WHAT THE TASK REQUIRES - Count every line in the entries that contains "stone". Report that count alone.

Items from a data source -
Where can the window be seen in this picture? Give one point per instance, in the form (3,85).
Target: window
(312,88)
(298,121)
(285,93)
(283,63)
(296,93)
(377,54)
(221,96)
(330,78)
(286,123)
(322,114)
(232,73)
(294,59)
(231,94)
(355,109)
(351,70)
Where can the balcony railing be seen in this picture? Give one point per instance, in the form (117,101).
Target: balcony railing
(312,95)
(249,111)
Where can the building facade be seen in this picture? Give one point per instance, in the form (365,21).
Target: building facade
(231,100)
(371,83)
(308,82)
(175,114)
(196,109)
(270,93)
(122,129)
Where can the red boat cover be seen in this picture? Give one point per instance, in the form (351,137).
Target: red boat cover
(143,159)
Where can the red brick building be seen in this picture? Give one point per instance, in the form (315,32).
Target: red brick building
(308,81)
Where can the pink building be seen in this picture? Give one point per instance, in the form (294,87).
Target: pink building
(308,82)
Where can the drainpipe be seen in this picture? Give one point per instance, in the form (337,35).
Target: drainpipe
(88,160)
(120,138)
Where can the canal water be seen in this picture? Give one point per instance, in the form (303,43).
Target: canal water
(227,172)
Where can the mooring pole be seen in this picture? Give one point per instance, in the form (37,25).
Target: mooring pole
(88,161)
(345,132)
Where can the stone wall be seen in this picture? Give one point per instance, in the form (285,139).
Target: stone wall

FINISHED TASK - 2